Material for this task -
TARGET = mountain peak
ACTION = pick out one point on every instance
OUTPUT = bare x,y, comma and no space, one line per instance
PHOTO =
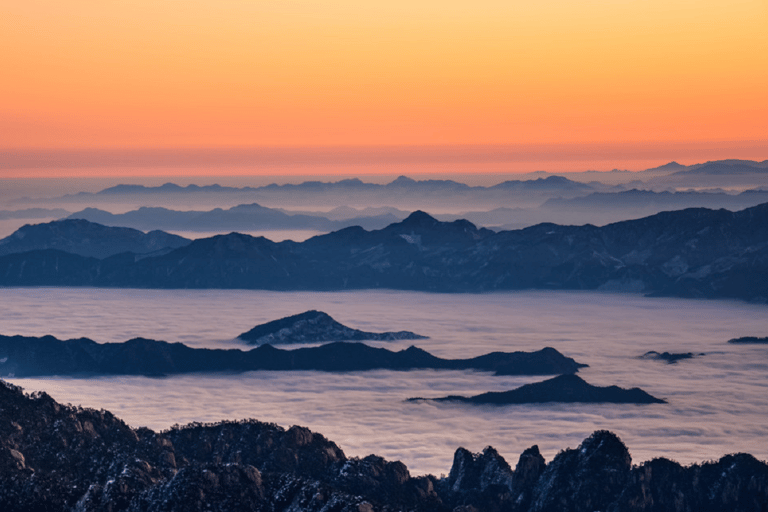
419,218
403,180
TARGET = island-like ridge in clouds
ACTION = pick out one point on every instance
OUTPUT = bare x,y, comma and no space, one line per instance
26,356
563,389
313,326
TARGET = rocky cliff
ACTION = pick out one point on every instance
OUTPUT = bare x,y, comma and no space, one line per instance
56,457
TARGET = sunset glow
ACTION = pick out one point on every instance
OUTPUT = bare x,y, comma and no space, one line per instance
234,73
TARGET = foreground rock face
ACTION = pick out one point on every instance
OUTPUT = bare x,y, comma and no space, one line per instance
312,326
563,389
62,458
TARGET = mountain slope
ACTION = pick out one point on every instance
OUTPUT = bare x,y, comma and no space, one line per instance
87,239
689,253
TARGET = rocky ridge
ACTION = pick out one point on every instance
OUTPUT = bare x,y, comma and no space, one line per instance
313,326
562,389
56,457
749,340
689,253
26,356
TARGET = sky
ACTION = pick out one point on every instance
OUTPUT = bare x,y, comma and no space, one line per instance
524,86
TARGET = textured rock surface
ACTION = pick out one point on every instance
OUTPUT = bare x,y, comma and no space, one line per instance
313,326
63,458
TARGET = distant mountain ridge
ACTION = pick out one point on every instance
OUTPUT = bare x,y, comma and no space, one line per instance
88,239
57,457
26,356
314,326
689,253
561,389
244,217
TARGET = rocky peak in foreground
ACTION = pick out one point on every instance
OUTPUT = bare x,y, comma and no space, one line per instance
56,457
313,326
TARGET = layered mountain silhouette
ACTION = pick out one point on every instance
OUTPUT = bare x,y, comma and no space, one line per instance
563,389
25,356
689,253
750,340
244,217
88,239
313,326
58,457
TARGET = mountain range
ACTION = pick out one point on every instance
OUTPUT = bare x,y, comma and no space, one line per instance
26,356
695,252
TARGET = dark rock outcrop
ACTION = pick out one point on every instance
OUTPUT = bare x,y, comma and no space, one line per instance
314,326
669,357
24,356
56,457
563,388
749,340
--
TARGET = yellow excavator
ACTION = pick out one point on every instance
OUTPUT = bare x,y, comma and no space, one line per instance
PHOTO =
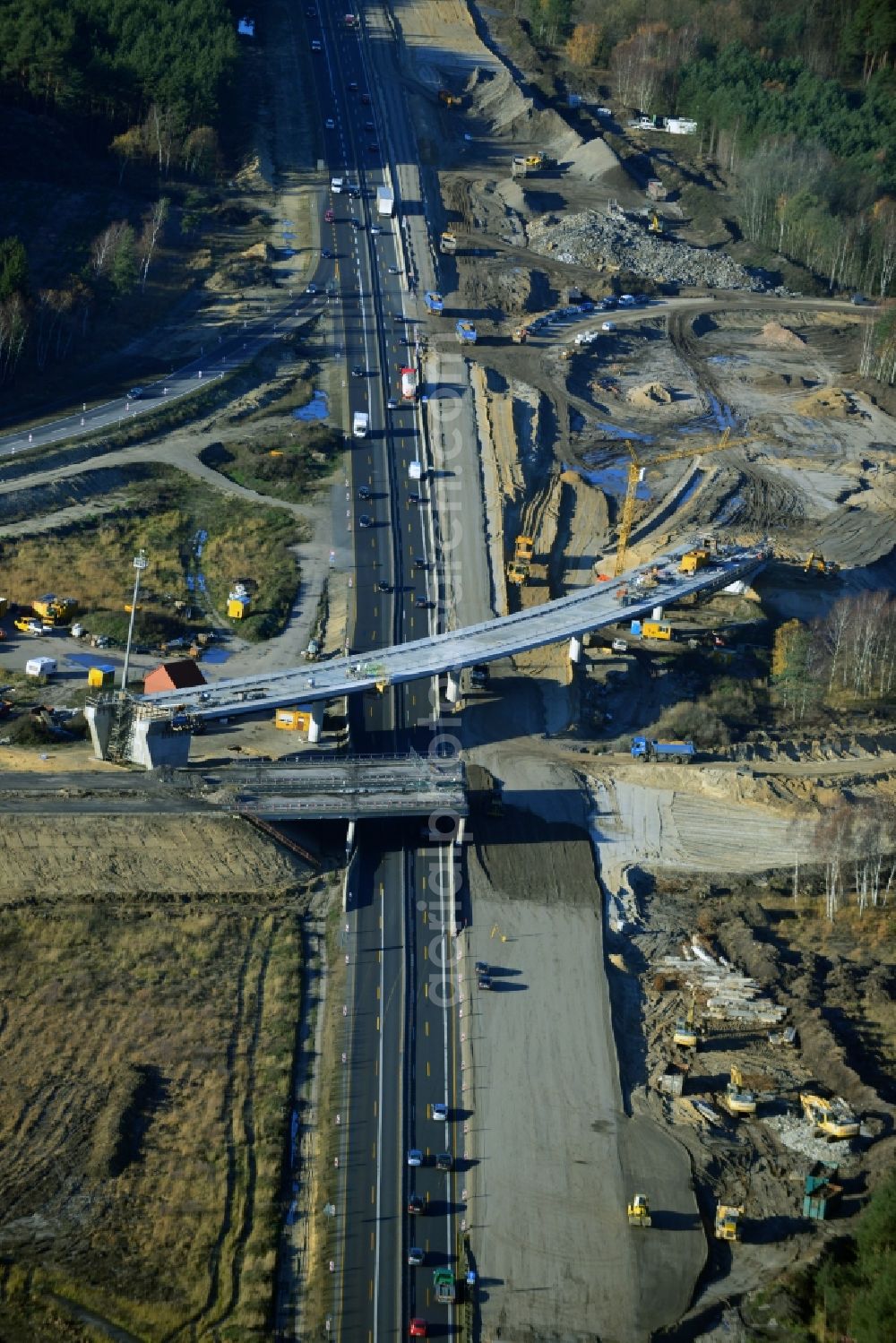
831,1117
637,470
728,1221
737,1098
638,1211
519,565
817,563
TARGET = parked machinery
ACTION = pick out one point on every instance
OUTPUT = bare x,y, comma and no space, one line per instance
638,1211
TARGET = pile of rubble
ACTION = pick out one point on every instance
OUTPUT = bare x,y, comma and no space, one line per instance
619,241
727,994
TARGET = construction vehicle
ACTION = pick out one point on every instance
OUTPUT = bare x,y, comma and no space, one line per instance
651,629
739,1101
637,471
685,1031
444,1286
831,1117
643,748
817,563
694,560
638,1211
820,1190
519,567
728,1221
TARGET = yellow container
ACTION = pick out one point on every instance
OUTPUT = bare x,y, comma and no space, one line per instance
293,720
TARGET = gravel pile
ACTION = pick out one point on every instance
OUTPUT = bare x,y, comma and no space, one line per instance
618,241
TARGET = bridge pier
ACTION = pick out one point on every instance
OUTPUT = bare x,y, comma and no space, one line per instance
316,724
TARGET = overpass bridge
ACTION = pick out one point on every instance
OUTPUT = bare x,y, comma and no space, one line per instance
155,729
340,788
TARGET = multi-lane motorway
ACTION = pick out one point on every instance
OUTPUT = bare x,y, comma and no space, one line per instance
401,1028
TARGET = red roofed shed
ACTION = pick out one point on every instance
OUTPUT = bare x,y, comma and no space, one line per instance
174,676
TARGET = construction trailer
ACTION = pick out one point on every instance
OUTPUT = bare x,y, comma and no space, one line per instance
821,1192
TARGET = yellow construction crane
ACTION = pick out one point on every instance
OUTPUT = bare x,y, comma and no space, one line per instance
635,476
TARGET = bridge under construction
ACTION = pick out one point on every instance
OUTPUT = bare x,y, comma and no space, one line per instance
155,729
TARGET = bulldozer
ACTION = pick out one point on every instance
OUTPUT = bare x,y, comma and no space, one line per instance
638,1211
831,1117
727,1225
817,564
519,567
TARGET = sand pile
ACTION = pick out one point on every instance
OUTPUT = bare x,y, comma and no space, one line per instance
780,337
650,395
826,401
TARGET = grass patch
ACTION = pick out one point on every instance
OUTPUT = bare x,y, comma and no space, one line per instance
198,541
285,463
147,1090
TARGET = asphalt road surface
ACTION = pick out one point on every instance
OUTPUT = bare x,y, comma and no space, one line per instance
---
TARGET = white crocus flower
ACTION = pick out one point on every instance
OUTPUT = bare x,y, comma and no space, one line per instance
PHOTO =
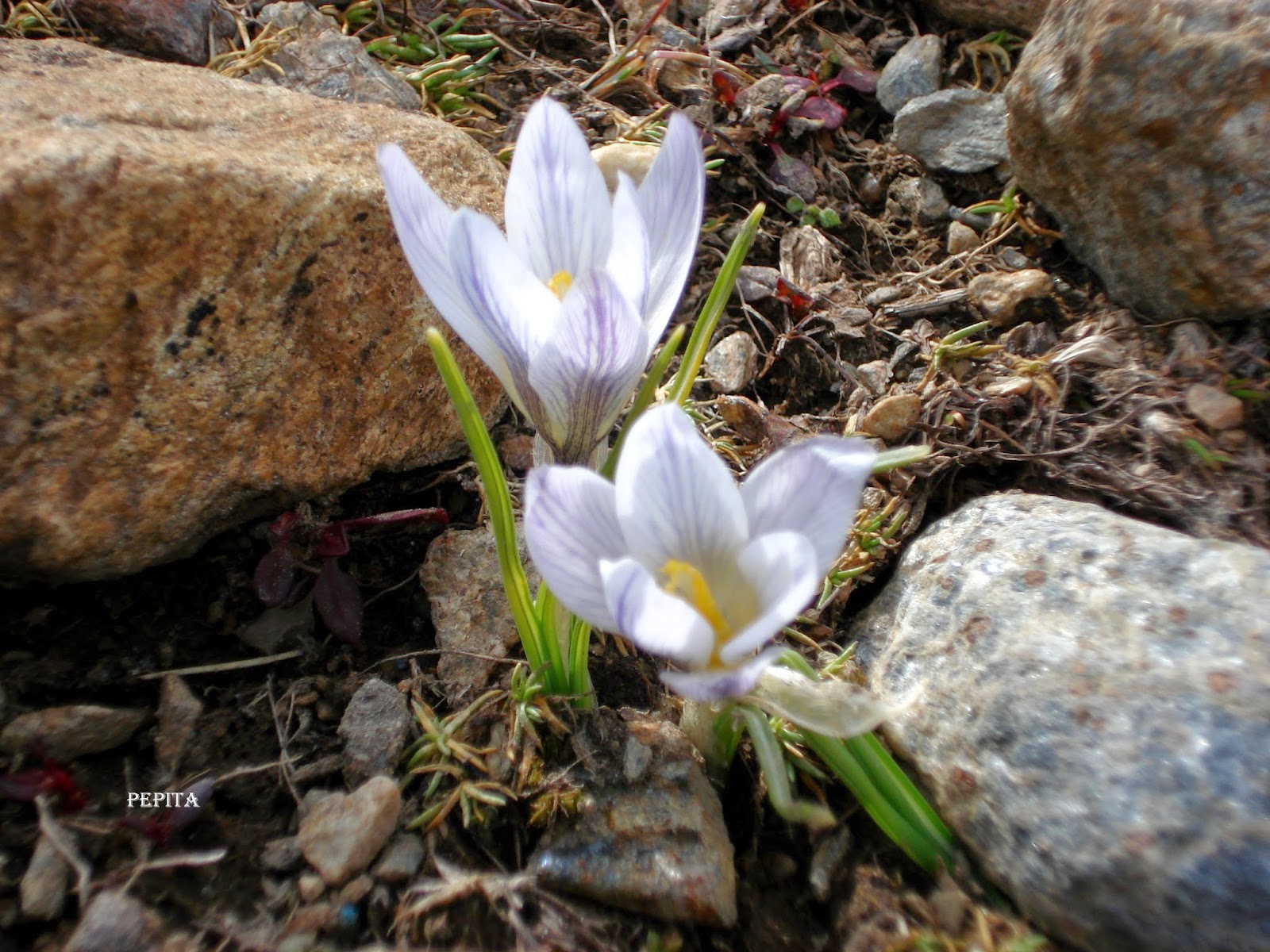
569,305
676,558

Problem to solve -
Tally the lines in the items above that contain the string "mountain", with case counting, and reply with that number alone.

Output of the exercise -
5